_TEXT SEGMENT:_
Creating a fine tuned Survival Prepper AI

Posted by EdinPrepper@reddit | preppers | View on Reddit | 43 comments

The potential of AI for preparedness is one of my more niche unusual interests. I've got offline models that produce relatively good results when sense checked and when you write a relatively good prompt for them. Thus far it's interesting and occasionally makes good suggestions- but I'm wondering if it can become more.

I'm considering adapting an AI specifically to preparedness by fine tuning it on preparedness data sources. I'd probably base it on fine tuned llama3 (if you've never played with it try it. Mistral is also really good but llama3 seems fantastic).

My goal would be to get a model you can run on a macbook which would be able to give you survival advice, discuss and trouble shooting your preps and plans with etc.

I'm wondering if anyone has any suggestions of good sources of training data to track it on, eg any particularly good books and resources. I've obviously got some such books myself but keen to hear what people think might make good training data.

I suspect after a good few days fine tuning on such data the results might prove interesting. Llama3 is already pretty impressive to start with.

_REQUIRED ACTION 1:_
Answer these about the preparedness AI post:
(a) Which model would the poster probably base the AI on?
(b) What device should the finished model be able to run on?
(c) What does the poster ask readers to suggest?
_REQUIRED ACTION 2:_
Please continue the Reddit post on fine-tuning a survival prepper AI, starting after its last sentence.

_EXTRACTED DATA:_
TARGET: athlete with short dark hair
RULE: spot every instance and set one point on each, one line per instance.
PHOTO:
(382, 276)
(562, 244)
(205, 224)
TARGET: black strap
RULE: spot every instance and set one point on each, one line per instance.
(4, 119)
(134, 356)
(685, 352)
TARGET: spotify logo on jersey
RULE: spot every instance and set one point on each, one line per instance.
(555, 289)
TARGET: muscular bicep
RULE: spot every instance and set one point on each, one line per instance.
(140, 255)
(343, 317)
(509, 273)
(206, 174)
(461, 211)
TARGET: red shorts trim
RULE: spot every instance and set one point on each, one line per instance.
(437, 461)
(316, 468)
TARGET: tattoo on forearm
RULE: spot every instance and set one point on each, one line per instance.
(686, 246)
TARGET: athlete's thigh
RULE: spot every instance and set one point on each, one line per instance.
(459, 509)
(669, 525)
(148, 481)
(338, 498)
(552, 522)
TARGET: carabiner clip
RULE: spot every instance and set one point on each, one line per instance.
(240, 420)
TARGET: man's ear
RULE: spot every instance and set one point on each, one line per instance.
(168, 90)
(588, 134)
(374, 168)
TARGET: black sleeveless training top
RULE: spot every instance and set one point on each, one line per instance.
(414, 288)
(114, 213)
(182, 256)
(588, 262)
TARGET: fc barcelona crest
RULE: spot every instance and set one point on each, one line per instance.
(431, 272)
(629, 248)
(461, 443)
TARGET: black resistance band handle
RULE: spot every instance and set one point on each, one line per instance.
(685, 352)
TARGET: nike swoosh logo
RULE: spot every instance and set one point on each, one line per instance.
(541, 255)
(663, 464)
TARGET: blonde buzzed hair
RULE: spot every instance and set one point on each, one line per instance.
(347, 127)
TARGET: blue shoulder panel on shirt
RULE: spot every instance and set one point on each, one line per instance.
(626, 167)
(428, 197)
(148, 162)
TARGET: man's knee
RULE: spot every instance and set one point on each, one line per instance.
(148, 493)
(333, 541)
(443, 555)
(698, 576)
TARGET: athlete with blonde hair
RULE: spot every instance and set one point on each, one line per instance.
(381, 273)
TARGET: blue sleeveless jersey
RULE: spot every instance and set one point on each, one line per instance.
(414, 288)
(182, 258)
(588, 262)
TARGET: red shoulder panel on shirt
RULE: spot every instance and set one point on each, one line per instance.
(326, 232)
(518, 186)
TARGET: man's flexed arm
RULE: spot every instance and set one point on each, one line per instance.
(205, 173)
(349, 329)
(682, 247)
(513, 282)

_RESPONSE 1:_
(a) A fine-tuned llama3.
(b) A MacBook.
(c) Good sources of training data, such as particularly good books and resources.

_RESPONSE 2:_
[-]

Local-Quote5505@reddit

I need an assistant who can give me any recipe and methods for finding components and extracting them for survival during the fall of civilization - gunpowder recipes how to get saltpeter and how to cook simple penicillin what to stock up on acids alkalis components

[-]

Ancient_Suit_4170@reddit

I've just created one lol :D. I've trained it on a lot of survival situations. It's been trained on stuff like Navy seals survival handbook, Seals survival handbooks, SAS survival hanbook lots of other military survival, extreme weather survival, primitive survival skills, survival medicine handbook etc etc. Quite fun actually, just passed a hard survival quiz with no problem.

I'm preperd for the future o7

[-]

No-Cash-9530@reddit

Is the original post still of interest or have you found what you wanted?

I am a language model developer, experimenting with something that may fit the bill. Small enough to be easily powered by a 30 watt computer and capable enough to give you a good idea of what you need in any areas of knowledge that have been well trained.

In theory, I could release this on Hugging Face as an open-source model with some expansion pack add-ons over time.

Doing it well would require some support, though, lots of testing, feedback and examples that people want to see. Some help gathering data as things progress could go a long ways.

Would this be of interest to anybody here?

[-]

time2listen@reddit

Sorry for reviving this thread from the dead. I was also considering something similar I think a shtf model would be nearly invaluable during bad situation.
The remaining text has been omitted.